>> START Page extract

Russia yet to receive Snowden asylum request

Russia has still not received an application for asylum from Edward Snowden fueling speculation over his intentions. The NSA leaker is reportedly healthy and has all his necessities provided for in Moscow’s Sheremetyevo Airport.
  Several days have passed since Snowden’s announcement he would
  apply for Russian asylum and Moscow says it still has not
  received a formal request.
  
  “There has been no application from Edward Snowden today,”
  Konstantin Romadanovsky, director of Russia’s Federal Migration
  Service told Interfax. “If an application is received it will
  be examined under the established legal procedures.”
  
  The whistleblower dominated world headlines on Friday when he
  called an unexpected press conference at Sheremetyevo.
  
  Snowden dispelled some of the doubts surrounding his
  circumstances, but some are arguing that the whistleblower’s
  intentions are still unclear. Tatyana Lokshina, representative of
  the Moscow branch of the Human Rights Watch who attended Friday’s
  conference, said she did not understand Snowden’s motives.

>> END Page extract

== Problems ==
A – Answer these questions from the Snowden asylum article:
(i) Which agency does Konstantin Romadanovsky direct?
(ii) On what day did Snowden hold his press conference at Sheremetyevo?
(iii) Tatyana Lokshina represents the Moscow branch of which organization?
B – Extend the Snowden asylum article with the next few paragraphs, picking up after its final sentence.
The data that comes next is separate material and has no connection to the Snowden asylum article.

>> START Provided material

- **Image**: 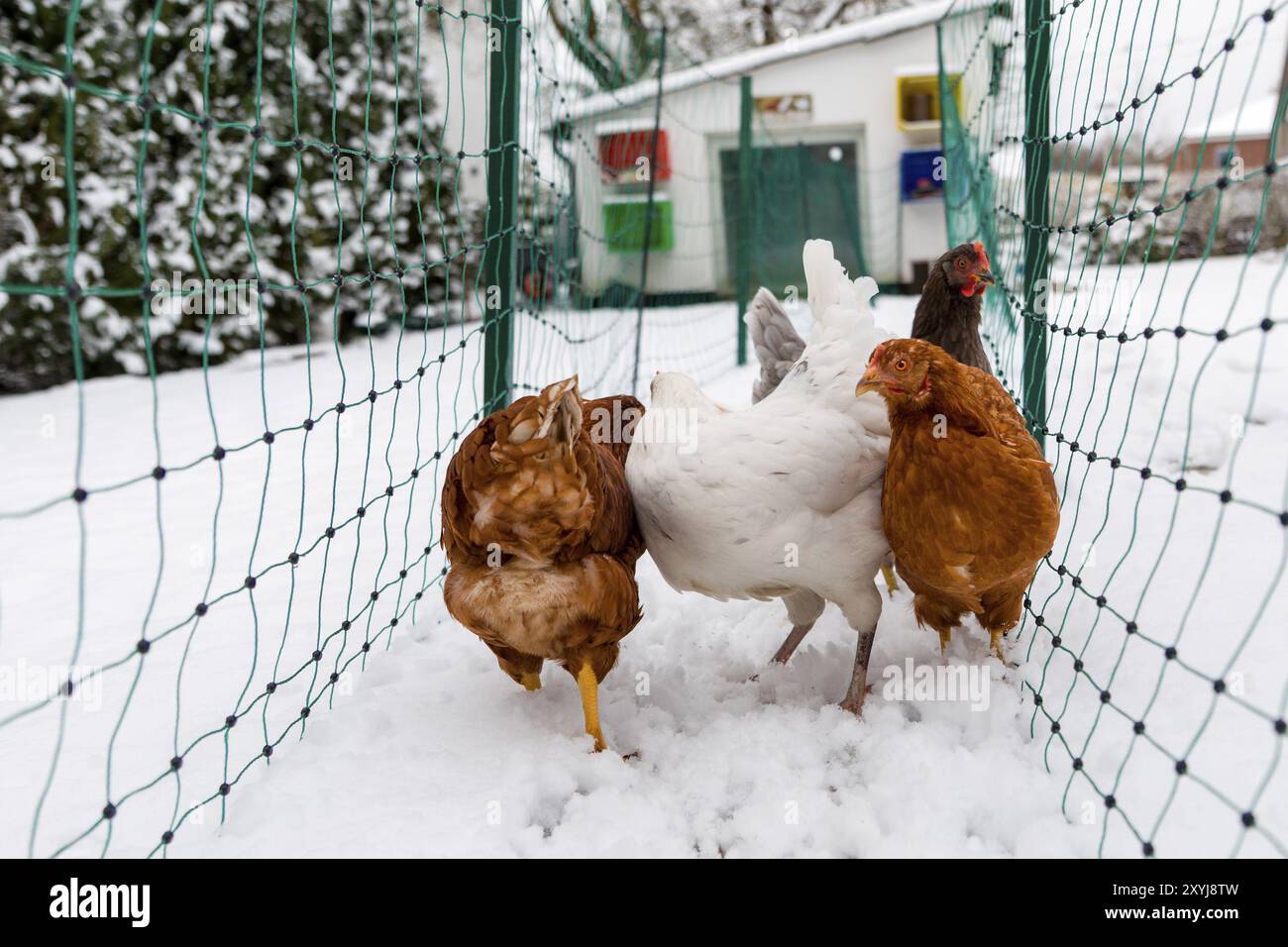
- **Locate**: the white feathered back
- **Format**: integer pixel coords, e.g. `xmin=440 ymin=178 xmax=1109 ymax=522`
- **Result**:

>> END Provided material

== Answers provided ==
A –
(i) Russia's Federal Migration Service
(ii) Friday
(iii) Human Rights Watch

B –
  
“When a meeting like this is held, you expect some sort of
  outcome. I would say that nothing happened other than the
  representatives seeing with their own eyes that Snowden really is
  alive and well in Sheremetyevo Airport,” Lokshina told
  Interfax. She stressed that the overall message from Snowden was
  vague and devoid of any specifics.
  
“I don’t understand why Snowden invited us. Was he behind it?
  Was he the instigator of the meeting?”

  The former CIA employee declared his official status as an
  ‘asylee’ on Friday and appealed for help in guaranteeing his safe
  passage to Latin America. He said he welcomed the offers for
  asylum made by Bolivia, Venezuela and Nicaragua, adding that he
  had been made stateless and been “hounded for his act of
  political expression.”
  
  The US has issued an extradition request for Snowden under
  espionage charges and accused Russia of granting him a
  “propaganda platform.”
  Russia had previously said that it would be willing to grant
  Snowden asylum if he refrained from releasing any more
  information that could be potentially damaging to the US.
  Lokshina said on Friday that Snowden had no more secrets to
  disclose and that his “job was done.”
  In spite of Snowden’s three-week-long stint in the airport’s
  transit zone, sources have assured that he is healthy and in good
  spirits.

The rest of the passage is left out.